------ SELECTED TEXT

Shepherd’s Care: The “Ingredients” of Our Call

Over the years, I have found Acts 1:8 to be useful in periodically reviewing my calling.  Last week, we shared the three levels of calling, but those levels must be lived in various “locations”—Jerusalem, Judea, Samaria, and the ends of the earth.

I have taken these historic locations and applied them to dimensions of my call; others have spoken and written similarly…

Jerusalem—this is the actual ministry setting we find ourselves in; the congregation, parachurch organization, etc.  It is the day-to-day “place” of our ministry.

Judea—this is the place where my specific location intersects with the larger church and civic communities.  For example, it might mean serving on a District or Conference committee, or coaching a local Little League team.  It is where ministry connects with servanthood outside my immediate responsibilities.

Samaria—this is ministry in places where there are challenges, obstacles, and resistances.  It may be an actual neighborhood—a place where the church has not been present or welcomed.  It may be an ideological place, where the conflict of ideas and beliefs has to be addressed.  The point is, nearly all callings have to deal with “push back” sooner or later.

------------
------ EXTRACTED DATA

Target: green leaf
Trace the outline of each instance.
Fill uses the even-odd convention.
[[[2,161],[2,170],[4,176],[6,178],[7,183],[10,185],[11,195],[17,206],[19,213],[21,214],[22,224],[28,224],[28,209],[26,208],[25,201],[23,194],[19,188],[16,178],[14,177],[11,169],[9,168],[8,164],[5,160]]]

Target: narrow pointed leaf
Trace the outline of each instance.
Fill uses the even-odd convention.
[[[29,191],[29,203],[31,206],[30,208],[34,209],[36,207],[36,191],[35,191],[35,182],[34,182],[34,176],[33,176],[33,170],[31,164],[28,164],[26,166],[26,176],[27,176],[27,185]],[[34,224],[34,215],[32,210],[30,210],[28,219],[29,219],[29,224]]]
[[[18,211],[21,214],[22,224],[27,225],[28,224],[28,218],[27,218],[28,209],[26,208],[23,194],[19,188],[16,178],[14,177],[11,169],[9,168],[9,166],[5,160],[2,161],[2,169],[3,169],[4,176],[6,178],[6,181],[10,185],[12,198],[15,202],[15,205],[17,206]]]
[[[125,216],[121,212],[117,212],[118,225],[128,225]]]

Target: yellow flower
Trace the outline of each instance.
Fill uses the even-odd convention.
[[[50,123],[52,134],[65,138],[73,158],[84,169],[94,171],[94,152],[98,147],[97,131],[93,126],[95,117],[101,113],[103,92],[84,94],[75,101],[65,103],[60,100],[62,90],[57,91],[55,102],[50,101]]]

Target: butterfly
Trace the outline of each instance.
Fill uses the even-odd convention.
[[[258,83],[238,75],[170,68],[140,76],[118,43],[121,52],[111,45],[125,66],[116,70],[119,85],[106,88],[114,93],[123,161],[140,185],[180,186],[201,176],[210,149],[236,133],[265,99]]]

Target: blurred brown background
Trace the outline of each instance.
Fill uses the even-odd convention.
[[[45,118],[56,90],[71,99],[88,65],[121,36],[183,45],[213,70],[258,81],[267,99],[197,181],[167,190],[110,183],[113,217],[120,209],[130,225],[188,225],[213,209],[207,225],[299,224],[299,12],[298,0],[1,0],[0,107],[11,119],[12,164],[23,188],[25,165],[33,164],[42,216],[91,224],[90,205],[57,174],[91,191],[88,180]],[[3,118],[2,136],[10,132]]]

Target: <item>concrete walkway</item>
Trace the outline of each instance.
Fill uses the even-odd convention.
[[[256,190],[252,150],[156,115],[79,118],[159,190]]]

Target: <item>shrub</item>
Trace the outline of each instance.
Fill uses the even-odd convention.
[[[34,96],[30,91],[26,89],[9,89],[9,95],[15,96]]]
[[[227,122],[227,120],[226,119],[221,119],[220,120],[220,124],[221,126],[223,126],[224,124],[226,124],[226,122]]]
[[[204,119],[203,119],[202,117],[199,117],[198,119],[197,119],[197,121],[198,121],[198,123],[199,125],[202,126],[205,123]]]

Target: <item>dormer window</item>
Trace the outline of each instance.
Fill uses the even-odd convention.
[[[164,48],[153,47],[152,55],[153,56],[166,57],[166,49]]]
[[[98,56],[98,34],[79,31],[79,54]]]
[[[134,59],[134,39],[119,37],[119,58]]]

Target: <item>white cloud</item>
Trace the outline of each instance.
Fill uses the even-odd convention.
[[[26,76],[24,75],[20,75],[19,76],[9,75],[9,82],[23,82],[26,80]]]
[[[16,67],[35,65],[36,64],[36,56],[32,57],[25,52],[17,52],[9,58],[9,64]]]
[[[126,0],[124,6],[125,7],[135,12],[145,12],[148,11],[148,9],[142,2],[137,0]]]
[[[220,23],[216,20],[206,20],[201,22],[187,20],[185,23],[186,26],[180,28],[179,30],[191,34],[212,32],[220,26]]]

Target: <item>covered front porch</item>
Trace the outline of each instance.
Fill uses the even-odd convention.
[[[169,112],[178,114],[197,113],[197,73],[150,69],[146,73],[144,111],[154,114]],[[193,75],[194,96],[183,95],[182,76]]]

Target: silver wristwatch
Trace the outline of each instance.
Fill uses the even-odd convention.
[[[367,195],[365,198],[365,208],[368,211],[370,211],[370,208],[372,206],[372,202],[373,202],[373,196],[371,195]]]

------------
------ EXTRACTED DATA

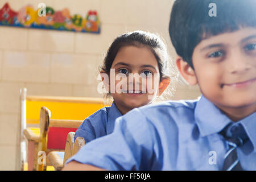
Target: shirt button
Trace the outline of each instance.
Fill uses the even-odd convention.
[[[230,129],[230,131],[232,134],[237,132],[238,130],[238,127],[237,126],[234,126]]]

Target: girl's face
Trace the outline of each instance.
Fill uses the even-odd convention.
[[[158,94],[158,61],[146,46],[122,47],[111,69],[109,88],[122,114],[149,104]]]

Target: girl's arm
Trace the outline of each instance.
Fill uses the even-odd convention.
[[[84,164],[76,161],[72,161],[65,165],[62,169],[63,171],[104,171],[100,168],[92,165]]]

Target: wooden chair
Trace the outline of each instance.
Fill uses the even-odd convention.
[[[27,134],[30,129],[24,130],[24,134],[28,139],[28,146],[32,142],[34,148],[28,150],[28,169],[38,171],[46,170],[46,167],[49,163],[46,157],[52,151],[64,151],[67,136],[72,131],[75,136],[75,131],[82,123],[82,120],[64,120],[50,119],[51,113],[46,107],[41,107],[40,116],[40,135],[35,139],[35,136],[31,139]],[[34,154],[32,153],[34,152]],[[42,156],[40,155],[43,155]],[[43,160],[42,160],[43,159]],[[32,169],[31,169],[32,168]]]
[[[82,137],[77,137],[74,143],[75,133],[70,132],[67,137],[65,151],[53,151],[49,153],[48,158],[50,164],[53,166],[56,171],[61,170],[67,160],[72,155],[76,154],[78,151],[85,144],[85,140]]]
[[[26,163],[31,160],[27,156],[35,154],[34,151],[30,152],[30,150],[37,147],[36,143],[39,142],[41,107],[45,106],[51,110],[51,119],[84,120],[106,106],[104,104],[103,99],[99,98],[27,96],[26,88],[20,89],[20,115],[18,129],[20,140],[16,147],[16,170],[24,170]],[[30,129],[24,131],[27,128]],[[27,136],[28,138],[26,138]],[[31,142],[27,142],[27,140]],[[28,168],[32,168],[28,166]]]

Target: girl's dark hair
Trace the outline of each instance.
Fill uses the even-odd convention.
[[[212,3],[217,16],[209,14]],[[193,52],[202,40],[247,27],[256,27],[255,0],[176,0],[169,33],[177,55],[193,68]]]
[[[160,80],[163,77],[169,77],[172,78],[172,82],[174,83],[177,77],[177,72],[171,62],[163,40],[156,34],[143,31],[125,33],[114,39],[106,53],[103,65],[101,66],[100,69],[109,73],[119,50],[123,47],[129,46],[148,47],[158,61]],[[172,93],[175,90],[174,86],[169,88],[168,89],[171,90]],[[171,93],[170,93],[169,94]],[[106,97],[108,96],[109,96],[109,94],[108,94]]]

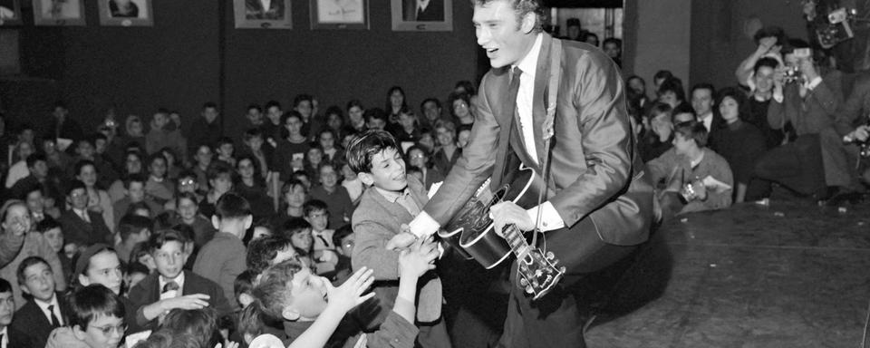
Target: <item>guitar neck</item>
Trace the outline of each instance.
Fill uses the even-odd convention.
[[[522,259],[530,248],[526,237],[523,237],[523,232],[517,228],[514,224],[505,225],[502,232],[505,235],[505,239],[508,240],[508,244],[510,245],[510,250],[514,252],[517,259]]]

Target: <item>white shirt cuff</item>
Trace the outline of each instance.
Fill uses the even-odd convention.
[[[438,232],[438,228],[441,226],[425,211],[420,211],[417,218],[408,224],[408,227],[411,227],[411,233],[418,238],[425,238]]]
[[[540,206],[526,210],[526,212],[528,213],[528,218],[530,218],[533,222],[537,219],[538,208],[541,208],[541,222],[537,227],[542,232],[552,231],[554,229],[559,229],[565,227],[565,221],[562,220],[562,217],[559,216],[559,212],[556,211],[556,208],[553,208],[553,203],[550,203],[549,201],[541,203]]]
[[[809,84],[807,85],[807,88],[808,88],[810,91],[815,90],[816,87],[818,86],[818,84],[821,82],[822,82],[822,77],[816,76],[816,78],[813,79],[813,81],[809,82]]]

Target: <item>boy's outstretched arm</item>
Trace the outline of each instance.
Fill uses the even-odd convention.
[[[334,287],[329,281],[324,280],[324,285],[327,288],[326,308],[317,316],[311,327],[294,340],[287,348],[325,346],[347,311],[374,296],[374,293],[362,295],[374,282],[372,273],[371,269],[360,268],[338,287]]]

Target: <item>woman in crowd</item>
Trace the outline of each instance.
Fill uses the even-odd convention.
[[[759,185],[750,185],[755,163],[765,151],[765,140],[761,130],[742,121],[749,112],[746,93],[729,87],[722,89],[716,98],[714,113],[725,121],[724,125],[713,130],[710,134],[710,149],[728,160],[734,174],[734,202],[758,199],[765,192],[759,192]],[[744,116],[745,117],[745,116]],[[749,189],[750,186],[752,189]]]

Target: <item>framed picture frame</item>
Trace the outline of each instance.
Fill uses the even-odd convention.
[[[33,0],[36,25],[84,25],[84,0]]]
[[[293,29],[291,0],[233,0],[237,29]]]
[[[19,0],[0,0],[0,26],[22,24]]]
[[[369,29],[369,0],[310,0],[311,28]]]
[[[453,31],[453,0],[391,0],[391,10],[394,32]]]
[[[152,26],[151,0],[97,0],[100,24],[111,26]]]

------------
------ EXTRACTED DATA

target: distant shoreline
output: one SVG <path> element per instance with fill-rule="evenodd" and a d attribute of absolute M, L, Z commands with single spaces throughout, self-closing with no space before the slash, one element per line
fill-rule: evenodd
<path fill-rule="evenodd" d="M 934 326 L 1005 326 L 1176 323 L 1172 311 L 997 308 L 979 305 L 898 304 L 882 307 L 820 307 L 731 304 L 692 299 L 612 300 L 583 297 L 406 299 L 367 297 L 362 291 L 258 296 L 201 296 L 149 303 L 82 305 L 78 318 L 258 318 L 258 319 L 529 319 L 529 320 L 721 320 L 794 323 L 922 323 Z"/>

------------

### REQUIREMENTS
1: According to the Shepherd's Care text, what are two examples of serving in "Judea"?
2: Recast the paragraph of the Shepherd's Care text that begins "Samaria—this is ministry" as a short bulleted list that keeps its main points.
3: Extend the Shepherd's Care text, picking up right after its final sentence.

### RESPONSES FOR EACH TASK
1: Serving on a District or Conference committee, or coaching a local Little League team.

2:
- Samaria is ministry in places with challenges, obstacles, and resistances.
- It may be an actual neighborhood where the church has not been present or welcomed.
- It may be an ideological place where conflicting ideas and beliefs must be addressed.
- Nearly all callings face "push back" sooner or later.

3:
Ends of the Earth—this is what we usually think of as the “global” dimensions.  It doesn’t always have to be in a foreign country, for there is plenty to be done in our own nation.  But it the dimension of our calling which takes us outside our accustomed territories and engages us for the good of those we may not live with on a daily basis.  It is the aspect of our calling that creates partnerships with Christians around the world.

I believe God will call us to have these symbolic “locations” in our ministry.  It is a useful way of stepping back to ask ourselves where these dimensions are in our ministry.

About Steve Harper

Dr. Steve Harper is retired seminary professor, who taught for 32 years in the disciplines of Spiritual Formation and Wesley Studies. Author and co-author of 45 books. He is also a retired Elder in The Florida Annual Conference of The United Methodist Church.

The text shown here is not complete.